Work to do
Write the next part of the appellate case summary, picking up after its final sentence.

Text segment

The State argued that the portion of the interview in which another young child was mentioned should be excluded under the court’s ruling on past sexual behavior. The trial court held that the evidence could be excluded with the caveat that the State could not then argue that the girl had sexual knowledge that only could have originated from the defendant’s conduct.
The Court of Appeals affirmed the trial court’s decision to exclude the evidence as it held that the girl likely misspoke about the other girl placing glue on her, and thus, there was no evidence that the prior sexual behavior was relevant to prove any prior sexual knowledge related to her allegations against the defendant.
The defendant also argued that the two cases should have been severed because they involved different acts and occurred at different times. He claimed that refusing to sever the charges made his conviction more likely. Again, the Court disagreed and affirmed the trial court’s ruling to try all of the charges together.

Excerpts from a point labeling dataset
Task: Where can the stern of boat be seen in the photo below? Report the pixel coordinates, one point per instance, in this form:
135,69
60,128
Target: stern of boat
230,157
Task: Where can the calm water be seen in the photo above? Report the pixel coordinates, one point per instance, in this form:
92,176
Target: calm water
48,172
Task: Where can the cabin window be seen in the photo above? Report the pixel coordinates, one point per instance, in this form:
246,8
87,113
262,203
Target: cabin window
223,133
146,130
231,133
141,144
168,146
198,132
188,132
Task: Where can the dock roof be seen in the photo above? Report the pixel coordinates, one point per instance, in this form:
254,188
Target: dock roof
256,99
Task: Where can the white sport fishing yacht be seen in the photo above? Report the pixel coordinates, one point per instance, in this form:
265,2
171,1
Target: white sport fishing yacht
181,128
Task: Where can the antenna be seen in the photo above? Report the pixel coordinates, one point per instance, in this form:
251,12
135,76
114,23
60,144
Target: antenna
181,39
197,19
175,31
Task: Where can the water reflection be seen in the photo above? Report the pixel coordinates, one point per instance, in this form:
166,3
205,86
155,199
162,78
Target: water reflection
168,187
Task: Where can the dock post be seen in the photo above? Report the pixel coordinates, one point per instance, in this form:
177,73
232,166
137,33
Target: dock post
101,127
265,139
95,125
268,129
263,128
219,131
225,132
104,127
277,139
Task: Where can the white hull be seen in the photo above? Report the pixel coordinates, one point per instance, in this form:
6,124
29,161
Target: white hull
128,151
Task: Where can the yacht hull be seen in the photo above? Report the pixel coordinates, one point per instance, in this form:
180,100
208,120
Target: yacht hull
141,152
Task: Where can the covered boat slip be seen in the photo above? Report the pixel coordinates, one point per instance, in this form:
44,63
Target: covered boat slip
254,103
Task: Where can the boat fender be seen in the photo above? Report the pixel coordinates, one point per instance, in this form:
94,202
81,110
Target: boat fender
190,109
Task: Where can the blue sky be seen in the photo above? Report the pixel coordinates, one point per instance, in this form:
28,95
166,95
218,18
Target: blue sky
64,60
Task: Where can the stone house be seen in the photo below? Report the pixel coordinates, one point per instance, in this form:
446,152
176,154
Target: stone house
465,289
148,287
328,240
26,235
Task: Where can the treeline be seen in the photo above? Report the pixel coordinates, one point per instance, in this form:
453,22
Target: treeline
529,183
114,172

Solved exercise
The Court noted that if “evidence of one charged offense would be admissible as a similar transaction during trial on another charged offense, the trial court is vested with discretion in deciding whether to grant a motion to sever.” Despite the difference in ages of the girls and the time span between the alleged offenses, the Court found that evidence of each crime would likely be admissible in the trial of the other given that they both involved sexual offenses against his granddaughters.
As a result, the Court affirmed the defendant’s child molestation convictions.